Document extract -
Segment Open
Respectfully, I suggest you research these issues further to avoid spreading confusion on them.

For example, while humans don't fix nitrogen, human waste contains a lot of nitrogen from food that is eaten. For example, by one calculation
http://www.agriculturesnetwork...
"Roughly estimated, at least 800 million kg nitrogen, 400 million kg phosphate and 500 million kg potash can be annually acquired from night soil produced in urban areas. This is equivalent to some 4 million tonnes of commercial fertiliser, which is about 4% of all commercial fertiliser used throughout the country."

Considering how much fertilizer is wasted in modern systems, you can see that this was a big deal in China as part of a closed cycle including other techniques to restore soil fertility. Granted there are other issues with pathogens and contamination from "night soil", but nonetheless, China is an example of doing wihout the Haber process for 4000 years and still supporting big populations by other means.

Historically, rotational field cropping has also been used to replenish the soil. Also, intercropping can boost nitrogen levels in intensive agriculture;
"Intercropping with nitrogen-fixing crops leads to increased maize yields, says study"
http://www.enn.com/agriculture...
"Results show that while mono cropping practices produce a high yield crop, it is not the sustainable solution in the long run. Instead, the research suggests that by strategically combining small doses of inorganic fertilizer through an intercropping system, maize yields will be more stable and will not only increase, but will lead to other ecosystem services like soil stability, water storage capacity and overall fertility. "

Integrated agricultural systems such as involving water from fish ponds and such can also increase nitrogen in agriculture..

I've cited sources for my points, including how excessive nitrogen fertilizer causes micronutrient loss. While nitrogen is often a limiting nutrient, the point is that it can displace other nutrients very easily, causing other issues. Beyond clay, organic matter also holds onto micronutrients. This is one reason "organic" farming focuses on building up the organic matter content of soils to increase nutrient holding capacity. "Feed the soil and keep it healthy for healthy plants" is the motto there. By contrast, conventional agriculture essentially uses the soil to prop up plants, and tends to produce lush green growth with excessive nitrogen, but the plants are otherwise weak and unhealthy and susceptible to disease. There are other broader problems from excess nitrogen too:
http://www.vision.org/visionme...

Please cite sources etc. substantiating your various points especially disagreeing with the loss of micronutrients (which is basic chemistry, if usually ignored in mainstream agriculture which tends to maximize empty calories) in order for this to be a more productive dialog.
Segment Closed
Stored dataset items
Segment Open
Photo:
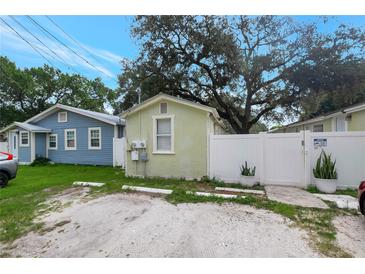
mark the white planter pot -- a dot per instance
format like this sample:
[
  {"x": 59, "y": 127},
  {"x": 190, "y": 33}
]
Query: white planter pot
[
  {"x": 248, "y": 180},
  {"x": 326, "y": 185}
]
Segment Closed
Exercise set -
1. In the comment on nitrogen in agriculture, what share of all commercial fertilizer used throughout the country does the estimate from urban night soil equal?
2. Continue the comment on nitrogen in agriculture from where it ends.

Exercise results -
1. About 4%.

2.
Here's the bottom line on at least US agriculture. Almost everything grown just goes to feed animals, and eating too many animal products is bad for people's health, as is eating too many refined grains (another big part of the rest of US agriculture). So really, all this discussion about fertilizer in that sense is besides the point in many ways. See:
http://www.westernwatersheds.o...
"Cropland- About 349 million acres in the U.S. are planted for crops. This is the equivalent of about four states the size of Montana. Four crops -- feeder corn (80 million acres), soybeans (75 million acres), alfalfa hay (61 million acres) and wheat (62 million acres) -- make up 80 percent of total crop acreage. All but wheat are primarily used to feed livestock. The amount of land used to produce all vegetables in the U.S. is less than 3 million acres."

So, one percent is used to grow vegetables, and all the best nutritional advice has us eating a lot more vegetables (see for example Dr. Joel Fuhrman's writings).

If we wanted to do rotational cropping and intercropping to just feed humans, it seems to me it is likely quite feasible, especially with agricultural robots to manage that complexity instead of a lot of manual labor. A great book on how to grow all your own food on a small amount of land (emphasizing a lot of beans):
http://www.amazon.com/Survival...

Comment Re:Yes, Haber's life is an example of that irony (Score 1) 224

China has been doing it for Millennia; see: http://en.wikipedia.org/wiki/F...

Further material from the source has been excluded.